OBJECTIVE =>
Copy out the stretch of the items from the line containing "For this exercise we mark the cascading" through the end of the items, word for word.

LISTED ENTRIES =>
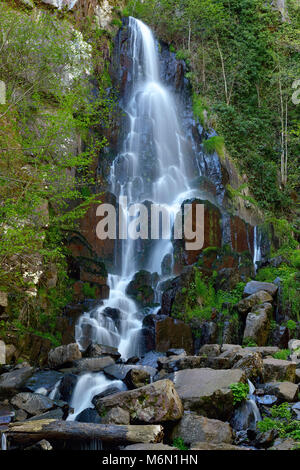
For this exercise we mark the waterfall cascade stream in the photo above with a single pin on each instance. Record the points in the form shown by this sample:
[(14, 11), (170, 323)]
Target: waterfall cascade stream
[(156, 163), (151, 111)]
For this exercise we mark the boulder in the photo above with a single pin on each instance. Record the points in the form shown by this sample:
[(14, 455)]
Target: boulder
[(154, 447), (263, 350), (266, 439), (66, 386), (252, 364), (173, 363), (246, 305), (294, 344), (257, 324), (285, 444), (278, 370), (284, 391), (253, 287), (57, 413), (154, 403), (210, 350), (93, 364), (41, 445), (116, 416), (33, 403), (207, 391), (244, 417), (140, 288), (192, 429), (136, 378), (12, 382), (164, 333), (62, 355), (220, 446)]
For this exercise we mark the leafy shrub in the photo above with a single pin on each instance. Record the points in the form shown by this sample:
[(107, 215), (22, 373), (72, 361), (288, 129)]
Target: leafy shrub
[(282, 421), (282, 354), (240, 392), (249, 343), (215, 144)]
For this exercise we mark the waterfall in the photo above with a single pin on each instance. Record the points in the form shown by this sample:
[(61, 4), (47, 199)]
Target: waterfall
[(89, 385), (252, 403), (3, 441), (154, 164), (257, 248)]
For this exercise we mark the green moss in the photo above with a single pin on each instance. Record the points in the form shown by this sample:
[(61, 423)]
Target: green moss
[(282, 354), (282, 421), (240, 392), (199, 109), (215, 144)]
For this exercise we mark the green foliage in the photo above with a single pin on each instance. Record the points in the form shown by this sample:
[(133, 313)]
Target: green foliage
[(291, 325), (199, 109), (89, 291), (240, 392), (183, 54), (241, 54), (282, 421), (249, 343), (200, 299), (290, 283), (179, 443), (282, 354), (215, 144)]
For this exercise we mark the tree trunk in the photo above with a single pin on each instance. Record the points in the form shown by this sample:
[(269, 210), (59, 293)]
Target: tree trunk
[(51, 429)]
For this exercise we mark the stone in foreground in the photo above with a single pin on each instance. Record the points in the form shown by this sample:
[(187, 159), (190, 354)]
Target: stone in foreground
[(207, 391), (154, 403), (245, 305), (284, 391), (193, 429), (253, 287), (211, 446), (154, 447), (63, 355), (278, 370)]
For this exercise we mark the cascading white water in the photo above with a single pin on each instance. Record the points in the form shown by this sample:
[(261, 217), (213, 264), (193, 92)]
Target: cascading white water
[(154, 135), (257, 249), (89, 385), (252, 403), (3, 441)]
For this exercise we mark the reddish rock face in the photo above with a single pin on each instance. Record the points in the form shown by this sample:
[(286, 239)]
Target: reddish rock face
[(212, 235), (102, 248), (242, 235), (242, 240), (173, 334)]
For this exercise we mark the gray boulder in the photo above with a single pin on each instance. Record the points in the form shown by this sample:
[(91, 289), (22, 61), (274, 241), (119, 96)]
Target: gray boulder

RESULT OF THIS TASK =>
For this exercise we mark the cascading white water in the photo above with a single pin on each instance. Record the points in the form shown by this sample:
[(261, 217), (213, 264), (193, 92)]
Target: cascading white water
[(154, 135), (257, 249), (89, 385), (252, 403), (3, 441)]
For this exercise we mark the reddish rock face in the photo above with a single pin on each instance. Record the points in the form shown by this sample:
[(286, 239)]
Target: reddish rock face
[(212, 235), (102, 248), (242, 235), (242, 240), (173, 334)]
For this exercise we mark the gray boulder in the photo above with a single pin on each instance. Record the points in the form shown by this sample:
[(91, 289), (22, 61), (274, 241), (119, 96)]
Target: gray boulder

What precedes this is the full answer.